# Exercise task 1
In the reading list post, reproduce the passage between "I’m part of" and "for 2019 reading.", inclusive.
# Exercise task 2
According to the reading list post, which book is the writer reading alongside an online class on The Great War?

# Text to read
- - -

Category Archives: Education

2019 Reading List Quarter One

My 2019 stack of reading material is beginning to shape up. I’m reading through All Quiet on the Western Front while taking an online class for adults on The Great War. (Check out The Great War, taught by Tom Garfield on Roman Roads Classroom!).

I’m part of a group of ladies who meet for a monthly book group and we’ve read John Steinbeck’s East of Eden and Diana Wynne Jones’ Howl’s Moving Castle for January and February with C.S. Lewis’ Till We Have Faces coming for March. This is my third pass through Till We Have Faces, but it has been about 10 years since the last time I read it. I’m excited to be going through it again! My husband and I are part of another book group that is reading 12 Rules for Life by Jordan Peterson and Wee Free Men by Terry Pratchett.

I’m also reading The Nesting Place by Myquillyn Smith for my own personal interest; After we built our house in 2018 I realized how much I could improve on my interior design efforts. So I snagged myself a short stack of books on home decorating and management for 2019 reading.

- - -

# Point placement items
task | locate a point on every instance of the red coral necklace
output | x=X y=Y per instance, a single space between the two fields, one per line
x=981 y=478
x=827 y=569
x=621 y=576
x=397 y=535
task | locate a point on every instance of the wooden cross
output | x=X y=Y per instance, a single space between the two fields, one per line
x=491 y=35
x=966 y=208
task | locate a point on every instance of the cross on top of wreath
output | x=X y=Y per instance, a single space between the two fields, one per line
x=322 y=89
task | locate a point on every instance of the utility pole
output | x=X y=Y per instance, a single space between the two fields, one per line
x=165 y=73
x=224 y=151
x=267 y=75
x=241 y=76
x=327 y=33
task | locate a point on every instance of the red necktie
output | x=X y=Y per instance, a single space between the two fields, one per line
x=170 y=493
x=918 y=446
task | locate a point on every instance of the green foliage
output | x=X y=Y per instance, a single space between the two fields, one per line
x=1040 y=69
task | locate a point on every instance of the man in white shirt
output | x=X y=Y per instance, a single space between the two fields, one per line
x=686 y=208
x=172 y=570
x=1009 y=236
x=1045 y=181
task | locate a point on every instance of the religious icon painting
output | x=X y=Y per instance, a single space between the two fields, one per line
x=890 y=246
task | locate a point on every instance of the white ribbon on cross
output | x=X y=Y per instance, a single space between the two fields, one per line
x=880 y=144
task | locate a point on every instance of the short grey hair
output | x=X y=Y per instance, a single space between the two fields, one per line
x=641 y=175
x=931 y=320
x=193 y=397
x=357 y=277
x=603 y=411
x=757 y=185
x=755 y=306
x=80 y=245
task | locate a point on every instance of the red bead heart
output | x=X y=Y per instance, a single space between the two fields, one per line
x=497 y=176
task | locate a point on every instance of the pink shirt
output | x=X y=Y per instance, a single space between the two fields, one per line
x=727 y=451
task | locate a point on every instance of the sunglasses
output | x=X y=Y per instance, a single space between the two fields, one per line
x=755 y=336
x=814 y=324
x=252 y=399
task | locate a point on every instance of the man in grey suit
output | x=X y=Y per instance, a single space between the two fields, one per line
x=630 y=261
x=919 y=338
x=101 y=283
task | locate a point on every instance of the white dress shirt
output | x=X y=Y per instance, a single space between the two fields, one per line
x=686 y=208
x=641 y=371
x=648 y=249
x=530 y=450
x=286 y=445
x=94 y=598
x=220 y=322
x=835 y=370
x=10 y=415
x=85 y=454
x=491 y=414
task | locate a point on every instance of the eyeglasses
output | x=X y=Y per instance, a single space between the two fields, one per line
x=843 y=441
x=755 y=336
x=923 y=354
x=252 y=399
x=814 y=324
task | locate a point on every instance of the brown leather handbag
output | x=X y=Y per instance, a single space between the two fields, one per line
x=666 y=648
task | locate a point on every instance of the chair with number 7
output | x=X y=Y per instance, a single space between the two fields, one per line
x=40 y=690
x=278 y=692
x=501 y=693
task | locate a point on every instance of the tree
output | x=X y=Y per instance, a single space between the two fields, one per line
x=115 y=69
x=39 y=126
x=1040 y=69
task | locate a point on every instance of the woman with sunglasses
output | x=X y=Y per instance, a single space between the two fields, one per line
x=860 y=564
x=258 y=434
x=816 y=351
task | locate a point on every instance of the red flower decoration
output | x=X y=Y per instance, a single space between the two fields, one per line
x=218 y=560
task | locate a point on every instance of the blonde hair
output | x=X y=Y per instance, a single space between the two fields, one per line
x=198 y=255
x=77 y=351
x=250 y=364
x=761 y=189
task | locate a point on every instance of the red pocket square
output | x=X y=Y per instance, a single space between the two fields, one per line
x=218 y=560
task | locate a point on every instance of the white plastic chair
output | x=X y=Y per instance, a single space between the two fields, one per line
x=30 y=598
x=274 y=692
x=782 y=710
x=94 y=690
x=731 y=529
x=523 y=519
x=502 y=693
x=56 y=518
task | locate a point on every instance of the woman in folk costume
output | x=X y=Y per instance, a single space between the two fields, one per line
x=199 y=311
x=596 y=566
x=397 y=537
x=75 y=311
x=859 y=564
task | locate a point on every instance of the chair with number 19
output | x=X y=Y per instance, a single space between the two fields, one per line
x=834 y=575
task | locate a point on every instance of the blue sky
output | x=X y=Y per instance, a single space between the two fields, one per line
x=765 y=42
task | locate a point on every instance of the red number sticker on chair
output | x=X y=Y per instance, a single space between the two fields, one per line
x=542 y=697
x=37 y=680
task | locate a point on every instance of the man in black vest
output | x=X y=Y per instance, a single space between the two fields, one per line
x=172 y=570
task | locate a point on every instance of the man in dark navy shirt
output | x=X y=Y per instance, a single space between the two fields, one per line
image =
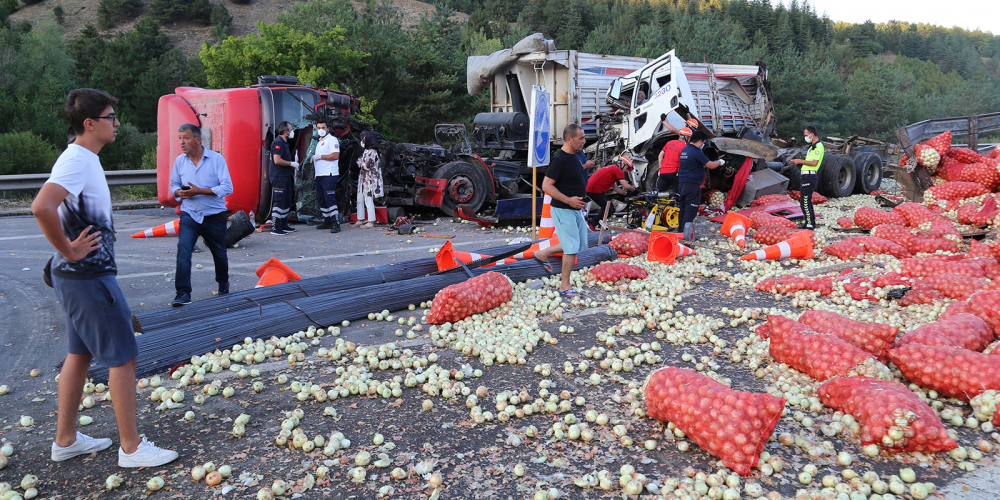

- - -

# Written solution 1
I’m part of a group of ladies who meet for a monthly book group and we’ve read John Steinbeck’s East of Eden and Diana Wynne Jones’ Howl’s Moving Castle for January and February with C.S. Lewis’ Till We Have Faces coming for March. This is my third pass through Till We Have Faces, but it has been about 10 years since the last time I read it. I’m excited to be going through it again! My husband and I are part of another book group that is reading 12 Rules for Life by Jordan Peterson and Wee Free Men by Terry Pratchett.

I’m also reading The Nesting Place by Myquillyn Smith for my own personal interest; After we built our house in 2018 I realized how much I could improve on my interior design efforts. So I snagged myself a short stack of books on home decorating and management for 2019 reading.

# Written solution 2
All Quiet on the Western Front